Passage to read:
[proofplan]
We express the ordinary least squares residual vector as the projection of the error vector onto the orthogonal complement of the column space of $X$. The residual sum of squares then becomes a quadratic form $\varepsilon^\top M\varepsilon$, where $M$ is the residual-maker matrix. Expanding this quadratic form entry by entry under conditional expectation gives $\mathbb{E}[\varepsilon^\top M\varepsilon \mid X]=\sigma^2\operatorname{tr}(M)$. Finally, the trace of $M$ is $n-p$, so dividing by $n-p$ gives conditional unbiasedness.
[/proofplan]
[step:Define the projection and residual-maker matrices]
Since $\operatorname{rank}(X)=p$ almost surely, the matrix $X^\top X \in \mathbb{R}^{p\times p}$ is invertible almost surely. Define the hat matrix $H \in \mathbb{R}^{n\times n}$ and residual-maker matrix $M \in \mathbb{R}^{n\times n}$ by
\begin{align*}
H = X(X^\top X)^{-1}X^\top,
\qquad
M = I_n - H.
\end{align*}
The matrix $H$ is symmetric because
\begin{align*}
H^\top
=
\left(X(X^\top X)^{-1}X^\top\right)^\top
=
X\left((X^\top X)^{-1}\right)^\top X^\top
=
X(X^\top X)^{-1}X^\top
=
H,
\end{align*}
where $X^\top X$ is symmetric and hence $(X^\top X)^{-1}$ is symmetric. Also,
\begin{align*}
H^2
&=
X(X^\top X)^{-1}X^\top X(X^\top X)^{-1}X^\top \\
&=
X(X^\top X)^{-1}(X^\top X)(X^\top X)^{-1}X^\top \\
&=
X(X^\top X)^{-1}X^\top
=
H.

Material provided:
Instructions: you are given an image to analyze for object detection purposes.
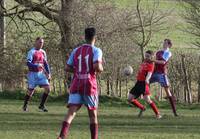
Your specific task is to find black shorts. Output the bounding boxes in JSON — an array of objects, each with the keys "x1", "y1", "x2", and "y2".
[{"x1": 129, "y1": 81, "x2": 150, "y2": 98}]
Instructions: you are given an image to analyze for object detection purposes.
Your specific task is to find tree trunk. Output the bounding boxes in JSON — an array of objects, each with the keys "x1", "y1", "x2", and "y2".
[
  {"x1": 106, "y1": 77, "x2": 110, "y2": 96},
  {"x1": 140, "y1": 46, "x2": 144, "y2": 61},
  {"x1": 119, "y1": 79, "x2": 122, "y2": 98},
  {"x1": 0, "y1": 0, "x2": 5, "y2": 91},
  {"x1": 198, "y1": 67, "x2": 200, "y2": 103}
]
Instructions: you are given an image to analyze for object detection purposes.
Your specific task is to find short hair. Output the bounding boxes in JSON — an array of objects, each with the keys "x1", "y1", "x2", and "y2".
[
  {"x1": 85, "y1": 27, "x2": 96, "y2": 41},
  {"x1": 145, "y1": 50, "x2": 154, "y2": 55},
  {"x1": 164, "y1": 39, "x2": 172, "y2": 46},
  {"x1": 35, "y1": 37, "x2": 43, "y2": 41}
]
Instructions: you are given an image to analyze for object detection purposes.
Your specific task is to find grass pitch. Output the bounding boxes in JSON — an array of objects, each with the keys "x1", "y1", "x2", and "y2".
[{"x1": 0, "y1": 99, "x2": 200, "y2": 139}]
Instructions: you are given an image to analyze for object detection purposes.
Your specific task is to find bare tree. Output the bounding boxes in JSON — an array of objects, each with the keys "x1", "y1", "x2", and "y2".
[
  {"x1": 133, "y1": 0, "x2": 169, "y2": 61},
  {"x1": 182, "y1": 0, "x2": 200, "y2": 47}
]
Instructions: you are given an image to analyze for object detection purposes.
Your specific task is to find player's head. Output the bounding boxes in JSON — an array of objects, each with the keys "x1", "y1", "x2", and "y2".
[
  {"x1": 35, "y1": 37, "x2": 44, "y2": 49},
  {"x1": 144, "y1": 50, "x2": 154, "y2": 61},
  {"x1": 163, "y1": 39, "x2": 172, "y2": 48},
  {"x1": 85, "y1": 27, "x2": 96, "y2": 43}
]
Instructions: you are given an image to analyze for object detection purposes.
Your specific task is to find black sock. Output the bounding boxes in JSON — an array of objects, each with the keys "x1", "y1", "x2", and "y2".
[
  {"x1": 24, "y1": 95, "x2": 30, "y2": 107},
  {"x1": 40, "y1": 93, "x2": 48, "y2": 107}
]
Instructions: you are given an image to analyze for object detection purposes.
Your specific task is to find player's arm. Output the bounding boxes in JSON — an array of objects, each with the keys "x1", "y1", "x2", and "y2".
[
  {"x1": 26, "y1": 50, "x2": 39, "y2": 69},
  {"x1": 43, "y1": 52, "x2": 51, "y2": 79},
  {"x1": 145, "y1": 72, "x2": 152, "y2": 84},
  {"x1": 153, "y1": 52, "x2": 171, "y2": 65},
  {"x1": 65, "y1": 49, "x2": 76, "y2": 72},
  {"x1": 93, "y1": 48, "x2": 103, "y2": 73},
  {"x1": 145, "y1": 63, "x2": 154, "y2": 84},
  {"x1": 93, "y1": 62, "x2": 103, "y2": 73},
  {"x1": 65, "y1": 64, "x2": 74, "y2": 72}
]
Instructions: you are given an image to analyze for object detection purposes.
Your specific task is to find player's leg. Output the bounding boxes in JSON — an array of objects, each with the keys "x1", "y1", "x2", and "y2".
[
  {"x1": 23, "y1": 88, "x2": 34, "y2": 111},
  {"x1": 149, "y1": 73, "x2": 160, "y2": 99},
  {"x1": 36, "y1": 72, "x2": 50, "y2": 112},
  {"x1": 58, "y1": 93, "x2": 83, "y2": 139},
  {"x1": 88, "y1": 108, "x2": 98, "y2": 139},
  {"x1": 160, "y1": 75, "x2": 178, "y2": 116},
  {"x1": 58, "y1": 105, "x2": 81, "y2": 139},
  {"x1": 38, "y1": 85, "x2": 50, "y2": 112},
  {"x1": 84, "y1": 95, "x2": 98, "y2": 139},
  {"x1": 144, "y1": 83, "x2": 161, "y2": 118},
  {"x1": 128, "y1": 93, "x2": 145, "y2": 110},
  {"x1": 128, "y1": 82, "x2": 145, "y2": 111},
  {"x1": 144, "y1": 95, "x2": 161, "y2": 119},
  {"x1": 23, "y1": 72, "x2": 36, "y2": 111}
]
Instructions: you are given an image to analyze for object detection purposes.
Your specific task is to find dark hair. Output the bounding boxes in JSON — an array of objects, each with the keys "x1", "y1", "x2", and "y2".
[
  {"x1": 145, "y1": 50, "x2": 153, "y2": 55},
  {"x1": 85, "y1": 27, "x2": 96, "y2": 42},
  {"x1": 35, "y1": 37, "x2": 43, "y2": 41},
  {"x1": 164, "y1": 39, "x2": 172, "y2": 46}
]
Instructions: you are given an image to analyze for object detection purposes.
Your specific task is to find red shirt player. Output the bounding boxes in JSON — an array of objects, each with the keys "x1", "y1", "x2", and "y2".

What is asked:
**A)** Name every matrix that the least squares proof explicitly states is symmetric.
**B)** Please repeat the part of the least squares proof that opens with the words containing "[proofplan]" and closes with "gives conditional unbiasedness.".
**C)** Go on with the least squares proof from where it stops.
The records are separate material and are unrelated to the least squares proof.

Results:
**A)** $H$, $X^\top X$, $(X^\top X)^{-1}$

**B)**
[proofplan]
We express the ordinary least squares residual vector as the projection of the error vector onto the orthogonal complement of the column space of $X$. The residual sum of squares then becomes a quadratic form $\varepsilon^\top M\varepsilon$, where $M$ is the residual-maker matrix. Expanding this quadratic form entry by entry under conditional expectation gives $\mathbb{E}[\varepsilon^\top M\varepsilon \mid X]=\sigma^2\operatorname{tr}(M)$. Finally, the trace of $M$ is $n-p$, so dividing by $n-p$ gives conditional unbiasedness.

**C)**
\end{align*}
Thus $H$ is an idempotent symmetric projection matrix, and $M=I_n-H$ is also symmetric and idempotent.
[guided]
Because $X$ has full column rank $p$, the Gram matrix $X^\top X$ is invertible: if $v \in \mathbb{R}^p$ satisfies $(X^\top X)v=0$, then
\begin{align*}
0
=
v^\top X^\top Xv
=
|Xv|^2,
\end{align*}
so $Xv=0$, and full column rank gives $v=0$. Therefore $X^\top X$ is nonsingular.
Define
\begin{align*}
H = X(X^\top X)^{-1}X^\top,
\qquad
M = I_n - H.
\end{align*}
The matrix $H$ is the [orthogonal projection](/theorems/437) onto the column space of $X$, and $M$ is the projection onto its orthogonal complement. We verify the algebraic facts needed later. First,
\begin{align*}
H^\top
=
\left(X(X^\top X)^{-1}X^\top\right)^\top
=
X\left((X^\top X)^{-1}\right)^\top X^\top
=
X(X^\top X)^{-1}X^\top
=
H,
\end{align*}
because $X^\top X$ and its inverse are symmetric. Second,
\begin{align*}
H^2
&=
X(X^\top X)^{-1}X^\top X(X^\top X)^{-1}X^\top \\
&=
X(X^\top X)^{-1}(X^\top X)(X^\top X)^{-1}X^\top \\
&=
X(X^\top X)^{-1}X^\top
=
H.
\end{align*}
So $H$ is symmetric and idempotent. Since $M=I_n-H$, we also have $M^\top=M$ and
\begin{align*}
M^2
=
(I_n-H)^2
=
I_n-2H+H^2
=
I_n-H
=
M.
\end{align*}
These identities are what allow the residual norm to be written as a single quadratic form.
[/guided]
[/step]
[step:Rewrite the residual sum of squares as a quadratic form in the error]
The fitted value is
\begin{align*}
X\hat{\beta}
=
X(X^\top X)^{-1}X^\top y
=
Hy.
\end{align*}
Therefore the residual vector $r \in \mathbb{R}^n$ defined by $r=y-X\hat{\beta}$ satisfies
\begin{align*}
r
=
y-Hy
=
My.
\end{align*}
Since
\begin{align*}
HX
=
X(X^\top X)^{-1}X^\top X
=
X,
\end{align*}
we have $MX=0$. Using $y=X\beta+\varepsilon$, this gives
\begin{align*}
r
=
My
=
M(X\beta+\varepsilon)
=
MX\beta+M\varepsilon
=
M\varepsilon.
\end{align*}
Because $M$ is symmetric and idempotent,
\begin{align*}
\operatorname{RSS}
=
|r|^2
=
(M\varepsilon)^\top(M\varepsilon)
=
\varepsilon^\top M^\top M\varepsilon
=
\varepsilon^\top M\varepsilon.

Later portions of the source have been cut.